-------- Material for this task

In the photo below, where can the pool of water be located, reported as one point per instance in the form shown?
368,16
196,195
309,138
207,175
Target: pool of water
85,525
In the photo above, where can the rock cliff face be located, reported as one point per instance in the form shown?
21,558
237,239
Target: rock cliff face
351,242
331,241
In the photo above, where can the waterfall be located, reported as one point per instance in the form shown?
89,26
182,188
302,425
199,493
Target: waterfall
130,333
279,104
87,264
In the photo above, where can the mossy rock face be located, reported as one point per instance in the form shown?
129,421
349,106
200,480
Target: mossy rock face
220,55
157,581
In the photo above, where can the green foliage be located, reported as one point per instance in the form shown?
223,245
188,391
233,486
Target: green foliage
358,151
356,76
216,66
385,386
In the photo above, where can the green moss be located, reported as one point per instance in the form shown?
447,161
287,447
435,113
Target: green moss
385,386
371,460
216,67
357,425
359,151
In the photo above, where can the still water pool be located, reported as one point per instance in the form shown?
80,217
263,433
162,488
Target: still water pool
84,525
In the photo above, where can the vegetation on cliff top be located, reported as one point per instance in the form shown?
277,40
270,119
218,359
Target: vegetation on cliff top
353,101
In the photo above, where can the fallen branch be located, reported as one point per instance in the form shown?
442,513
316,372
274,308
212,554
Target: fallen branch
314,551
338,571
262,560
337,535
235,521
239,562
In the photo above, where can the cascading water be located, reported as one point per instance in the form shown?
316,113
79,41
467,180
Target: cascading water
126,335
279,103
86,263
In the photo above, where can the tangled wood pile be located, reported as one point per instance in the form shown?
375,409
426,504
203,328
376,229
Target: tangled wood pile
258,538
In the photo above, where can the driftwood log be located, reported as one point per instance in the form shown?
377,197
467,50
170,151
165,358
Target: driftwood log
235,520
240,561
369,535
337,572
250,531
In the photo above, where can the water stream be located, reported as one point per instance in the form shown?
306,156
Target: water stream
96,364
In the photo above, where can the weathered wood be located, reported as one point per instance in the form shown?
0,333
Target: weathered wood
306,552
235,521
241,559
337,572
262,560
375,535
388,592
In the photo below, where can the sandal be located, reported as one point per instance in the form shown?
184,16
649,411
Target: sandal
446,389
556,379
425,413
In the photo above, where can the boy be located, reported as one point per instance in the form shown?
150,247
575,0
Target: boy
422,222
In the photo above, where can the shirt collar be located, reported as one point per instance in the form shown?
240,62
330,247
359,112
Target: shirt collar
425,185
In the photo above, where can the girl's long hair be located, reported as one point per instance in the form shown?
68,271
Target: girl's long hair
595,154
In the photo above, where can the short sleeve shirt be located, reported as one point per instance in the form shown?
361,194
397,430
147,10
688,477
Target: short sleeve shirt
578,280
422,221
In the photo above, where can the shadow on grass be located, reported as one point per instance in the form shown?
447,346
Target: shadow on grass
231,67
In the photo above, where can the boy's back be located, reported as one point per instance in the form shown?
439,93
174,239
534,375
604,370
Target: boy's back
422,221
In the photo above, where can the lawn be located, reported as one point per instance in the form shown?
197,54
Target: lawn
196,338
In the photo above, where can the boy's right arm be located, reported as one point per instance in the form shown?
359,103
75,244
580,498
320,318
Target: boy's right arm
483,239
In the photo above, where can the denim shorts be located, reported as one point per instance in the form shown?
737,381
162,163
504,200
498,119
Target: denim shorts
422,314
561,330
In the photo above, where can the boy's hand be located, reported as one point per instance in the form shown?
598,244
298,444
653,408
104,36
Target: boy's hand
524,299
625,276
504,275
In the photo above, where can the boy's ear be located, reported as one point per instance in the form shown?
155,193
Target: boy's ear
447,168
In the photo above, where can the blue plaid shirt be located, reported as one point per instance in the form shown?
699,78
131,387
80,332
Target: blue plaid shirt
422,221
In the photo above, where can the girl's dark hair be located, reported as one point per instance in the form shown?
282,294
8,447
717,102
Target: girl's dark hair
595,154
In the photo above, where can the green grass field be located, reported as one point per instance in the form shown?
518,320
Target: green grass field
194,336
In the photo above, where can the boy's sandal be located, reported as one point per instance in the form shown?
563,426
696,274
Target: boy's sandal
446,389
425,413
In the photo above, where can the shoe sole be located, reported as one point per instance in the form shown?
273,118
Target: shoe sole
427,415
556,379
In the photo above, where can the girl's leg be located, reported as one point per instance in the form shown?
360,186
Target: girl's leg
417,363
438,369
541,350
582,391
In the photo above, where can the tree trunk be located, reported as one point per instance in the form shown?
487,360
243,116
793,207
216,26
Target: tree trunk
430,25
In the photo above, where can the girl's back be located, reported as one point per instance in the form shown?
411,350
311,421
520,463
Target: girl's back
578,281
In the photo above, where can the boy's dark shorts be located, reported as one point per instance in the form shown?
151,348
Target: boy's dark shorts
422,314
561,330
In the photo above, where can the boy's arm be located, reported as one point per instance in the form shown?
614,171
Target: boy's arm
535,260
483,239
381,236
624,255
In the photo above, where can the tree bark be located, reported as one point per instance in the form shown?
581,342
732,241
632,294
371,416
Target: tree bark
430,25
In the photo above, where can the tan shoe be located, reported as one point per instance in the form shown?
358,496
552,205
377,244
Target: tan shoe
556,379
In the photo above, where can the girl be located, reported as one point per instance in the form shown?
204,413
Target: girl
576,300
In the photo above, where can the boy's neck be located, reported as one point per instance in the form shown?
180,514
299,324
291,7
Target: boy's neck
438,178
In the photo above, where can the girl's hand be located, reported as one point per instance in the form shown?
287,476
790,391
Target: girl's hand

----------------

What needs to be done:
Reproduce the listing above word for word.

Task response:
In the photo below, where can the pool of water be located, reported as one point per instance in the form shown?
368,16
196,195
309,138
207,175
Target: pool of water
85,525
In the photo above, where can the rock cliff face be located, reported as one point per instance in the form shown?
21,558
237,239
Target: rock cliff face
351,242
331,241
In the photo above, where can the waterfall be located, reported as one point per instance in the form shown?
89,26
182,188
302,425
199,493
Target: waterfall
130,333
279,104
87,264
In the photo above, where can the mossy rock face be located, reported as one point per instance in the form shown?
129,421
349,106
200,480
Target: mossy rock face
220,55
157,581
In the photo above, where can the green foliage be located, reported as one point per instance in the form shown?
223,245
188,391
233,486
Target: green foliage
358,151
356,76
216,66
385,386
In the photo above, where can the green moss be located, reported as one point per instance in the form shown?
447,161
287,447
435,113
Target: green moss
385,386
371,460
216,67
357,425
359,151
In the photo above, where can the still water pool be located, reported as one point per instance in the form shown?
80,217
263,433
162,488
Target: still water pool
84,525
In the photo above, where can the vegetation on cliff top be located, reported as one point per instance in the form shown?
277,40
270,119
218,359
Target: vegetation on cliff top
353,101
In the photo above, where can the fallen branch be located, reported as one point per instance in the form shown?
442,513
316,372
274,308
212,554
Target: fallen branch
314,551
338,571
262,560
337,535
235,521
239,562
In the photo above, where can the cascading water be located, reported as one point per instance in the form shown?
316,113
79,41
467,180
Target: cascading water
126,335
279,103
86,263
In the photo above, where can the tangled wood pile be located, reported as one point per instance in the form shown?
375,409
426,504
203,328
376,229
Target: tangled wood pile
258,538
In the photo above, where can the driftwood log be located, reported as one point per instance in the form shown?
377,197
467,50
170,151
165,358
Target: driftwood log
235,520
240,561
369,535
337,572
250,531
In the photo above, where can the water stream be located, reported as one point per instance in the form shown?
306,156
Target: water stream
96,364
In the photo above, where can the weathered wood be located, reported as one point per instance in the form shown?
0,333
Target: weathered wood
306,552
235,521
241,559
337,572
262,560
375,535
388,592
In the photo below, where can the sandal be located, reported as one point per instance in the form shown?
184,16
649,411
Target: sandal
446,389
556,379
425,413
In the photo above, where can the boy be located, reported as one point per instance in the form shown?
150,247
575,0
Target: boy
422,222
In the photo above, where can the shirt collar be located, reported as one point per instance in the form shown?
240,62
330,247
359,112
Target: shirt collar
425,185
In the photo above, where can the girl's long hair be located, reported as one point per instance in the form shown?
68,271
Target: girl's long hair
595,154
In the photo above, where can the short sleeve shirt be located, reported as one point per instance in the form shown?
361,194
397,430
147,10
688,477
Target: short sleeve shirt
578,280
422,221
In the photo above, where can the shadow on grass be located, reported as one point per instance in the form shown?
447,346
Target: shadow on grass
231,67
In the photo above, where can the boy's back be located, reported as one point per instance in the form shown?
439,93
174,239
534,375
604,370
Target: boy's back
422,221
In the photo above, where can the lawn be located, reported as one point per instance in the form shown?
197,54
Target: lawn
196,338
In the photo above, where can the boy's right arm be located, reported as one point per instance in the form shown?
359,103
75,244
580,498
320,318
Target: boy's right arm
483,239
In the photo above, where can the denim shorts be located, reported as one point per instance in the form shown?
737,381
162,163
504,200
498,119
Target: denim shorts
422,314
561,330
In the photo above, where can the boy's hand be located, reported as one point per instance in the form shown?
598,244
298,444
653,408
104,36
Target: boy's hand
524,299
625,276
504,275
In the photo above, where can the boy's ear be located, reported as one point per instance in the form shown?
155,193
Target: boy's ear
447,168
In the photo above, where can the blue plaid shirt be located, reported as one point per instance in the form shown?
699,78
131,387
80,332
Target: blue plaid shirt
422,221
In the photo above, where can the girl's dark hair be located, reported as one point per instance in the form shown?
282,294
8,447
717,102
Target: girl's dark hair
595,154
In the photo above, where can the green grass field be located, reported as one point per instance in the form shown?
518,320
Target: green grass field
194,336
In the photo above, where can the boy's sandal be located, reported as one point per instance in the form shown?
563,426
696,274
Target: boy's sandal
446,389
425,413
In the photo above, where can the shoe sole be located, reported as one point per instance in the form shown?
273,118
Target: shoe sole
427,415
556,379
In the photo above, where can the girl's leg be located, reported as one point per instance in the form shown?
360,186
Target: girl's leg
417,363
438,369
541,350
582,391
In the photo above, where can the tree trunk be located, reported as one point per instance in the form shown?
487,360
243,116
793,207
216,26
Target: tree trunk
430,25
In the photo above, where can the girl's back be located, reported as one point per instance in the form shown?
411,350
311,421
520,463
Target: girl's back
578,281
In the photo above, where can the boy's dark shorts be located, reported as one point per instance in the form shown?
151,348
Target: boy's dark shorts
422,314
561,330
In the photo above, where can the boy's arm be located, reported as one point per instance in the form shown?
614,171
Target: boy's arm
535,260
483,239
381,236
624,255
In the photo above, where can the tree bark be located, reported as one point per instance in the form shown?
581,342
732,241
632,294
371,416
Target: tree bark
430,25
In the photo above, where can the tan shoe be located, reported as one point per instance in the form shown?
358,496
552,205
377,244
Target: tan shoe
556,379
In the photo above, where can the girl be located, reported as one point per instance in the form shown?
204,413
Target: girl
576,300
In the photo above, where can the boy's neck be located, reported as one point per instance in the form shown?
180,514
299,324
291,7
Target: boy's neck
438,178
In the photo above, where can the girl's hand be located, reported as one point per instance in the form shown?
287,476
790,391
Target: girl's hand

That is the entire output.